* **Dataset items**
──────────
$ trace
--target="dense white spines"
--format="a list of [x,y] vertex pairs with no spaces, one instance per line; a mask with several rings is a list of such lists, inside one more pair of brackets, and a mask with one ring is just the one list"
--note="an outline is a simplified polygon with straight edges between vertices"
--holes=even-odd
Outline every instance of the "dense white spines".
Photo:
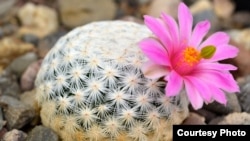
[[88,24],[59,39],[36,80],[39,104],[53,105],[43,110],[43,122],[60,135],[83,132],[90,141],[124,135],[122,140],[146,141],[155,132],[161,138],[166,125],[160,121],[176,121],[188,103],[167,98],[166,82],[144,77],[147,58],[138,42],[149,36],[144,26],[116,21]]

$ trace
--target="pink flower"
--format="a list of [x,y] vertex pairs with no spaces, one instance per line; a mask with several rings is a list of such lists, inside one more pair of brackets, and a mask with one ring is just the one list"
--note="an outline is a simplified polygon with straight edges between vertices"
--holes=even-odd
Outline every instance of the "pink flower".
[[178,8],[178,25],[169,15],[160,18],[144,16],[146,26],[156,37],[139,43],[149,61],[144,75],[151,79],[164,77],[165,93],[176,96],[185,89],[194,109],[214,100],[226,104],[226,92],[238,92],[231,70],[237,68],[218,61],[237,56],[238,49],[229,45],[229,36],[216,32],[203,41],[209,21],[199,22],[192,30],[193,17],[184,3]]

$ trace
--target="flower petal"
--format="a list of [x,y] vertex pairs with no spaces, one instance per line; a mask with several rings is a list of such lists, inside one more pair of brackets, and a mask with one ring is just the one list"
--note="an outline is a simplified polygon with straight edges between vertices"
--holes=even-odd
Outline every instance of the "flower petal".
[[169,66],[167,50],[155,39],[147,38],[139,43],[142,52],[153,62],[159,65]]
[[237,70],[237,67],[231,64],[220,64],[216,62],[202,62],[199,63],[197,69],[204,69],[204,70],[219,70],[219,71],[229,71],[229,70]]
[[208,37],[199,48],[203,48],[205,46],[213,45],[218,47],[220,45],[228,44],[229,36],[225,32],[216,32]]
[[203,105],[203,99],[201,98],[198,91],[195,89],[195,87],[190,83],[188,80],[184,80],[188,99],[191,102],[191,105],[195,110],[198,110]]
[[213,98],[215,101],[223,105],[226,105],[227,98],[226,98],[225,93],[222,90],[215,88],[215,87],[211,87],[210,90],[211,90],[211,93],[213,94]]
[[234,58],[238,55],[239,49],[232,46],[232,45],[220,45],[216,47],[216,51],[214,53],[214,56],[208,61],[214,62],[214,61],[220,61],[225,60],[228,58]]
[[[161,19],[156,19],[154,17],[144,16],[145,25],[159,38],[161,43],[165,48],[171,47],[170,35],[168,33],[167,27],[164,25]],[[170,50],[170,49],[169,49]]]
[[193,16],[188,7],[182,2],[178,7],[178,20],[180,28],[180,41],[186,46],[191,37]]
[[204,83],[221,88],[227,92],[239,92],[239,86],[229,72],[218,70],[197,70],[194,71],[193,76],[198,77]]
[[157,79],[169,73],[167,67],[157,65],[151,61],[145,62],[141,70],[144,76],[149,79]]
[[210,103],[212,101],[211,91],[204,81],[201,81],[200,79],[193,76],[186,76],[185,79],[192,83],[206,103]]
[[189,45],[192,47],[198,47],[210,29],[210,22],[208,20],[199,22],[192,33]]
[[168,82],[165,89],[167,96],[177,95],[183,87],[183,79],[175,71],[171,71],[165,80]]
[[168,31],[169,31],[171,39],[172,39],[173,47],[178,47],[179,29],[178,29],[178,25],[177,25],[176,21],[174,20],[173,17],[171,17],[165,13],[161,14],[161,18],[163,19],[163,21],[167,25]]

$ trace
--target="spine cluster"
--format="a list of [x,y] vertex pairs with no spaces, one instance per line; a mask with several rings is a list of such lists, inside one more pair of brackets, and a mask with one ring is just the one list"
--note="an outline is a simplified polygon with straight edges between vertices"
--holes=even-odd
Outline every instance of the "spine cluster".
[[36,80],[43,124],[64,140],[69,133],[69,140],[168,138],[168,126],[187,116],[187,101],[166,97],[166,82],[142,74],[147,58],[137,43],[148,36],[142,25],[116,21],[62,37]]

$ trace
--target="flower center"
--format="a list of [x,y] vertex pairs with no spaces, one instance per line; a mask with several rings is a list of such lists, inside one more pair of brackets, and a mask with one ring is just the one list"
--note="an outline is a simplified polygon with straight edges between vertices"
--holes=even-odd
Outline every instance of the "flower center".
[[186,75],[195,68],[202,56],[200,51],[194,47],[187,47],[174,58],[173,69],[180,75]]
[[200,59],[201,59],[200,52],[193,47],[187,47],[183,51],[183,61],[190,66],[197,64],[200,61]]

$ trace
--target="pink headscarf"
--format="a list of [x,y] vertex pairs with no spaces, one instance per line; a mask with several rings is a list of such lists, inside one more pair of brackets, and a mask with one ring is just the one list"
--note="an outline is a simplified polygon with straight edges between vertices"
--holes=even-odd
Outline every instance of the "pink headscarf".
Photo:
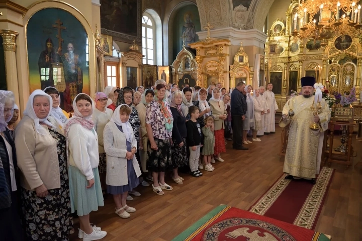
[[108,98],[106,94],[103,92],[97,92],[95,94],[95,101],[96,103],[97,103],[97,101],[98,101],[100,99],[103,99],[104,98]]

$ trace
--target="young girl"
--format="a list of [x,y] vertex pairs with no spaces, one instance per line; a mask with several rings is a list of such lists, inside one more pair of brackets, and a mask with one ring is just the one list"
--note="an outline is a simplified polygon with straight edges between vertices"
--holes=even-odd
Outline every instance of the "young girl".
[[[200,116],[199,108],[192,106],[189,108],[190,119],[186,123],[187,137],[186,143],[189,147],[190,155],[189,158],[191,175],[195,177],[202,176],[202,173],[199,170],[199,158],[200,148],[202,146],[203,137],[200,125],[197,120]],[[213,148],[213,154],[214,154]]]
[[214,132],[212,132],[211,129],[213,124],[213,117],[207,116],[205,118],[205,126],[202,128],[202,133],[205,137],[202,155],[204,155],[205,170],[209,172],[212,172],[215,169],[211,165],[211,158],[214,155],[214,147],[215,145]]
──────────
* **YOUR OBJECTIVE**
Please identify every line in the dataset items above that contains the word "young", and copy each one.

* **ANSWER TO THE PROBLEM**
--target="young girl"
Outline every instance of the "young girl".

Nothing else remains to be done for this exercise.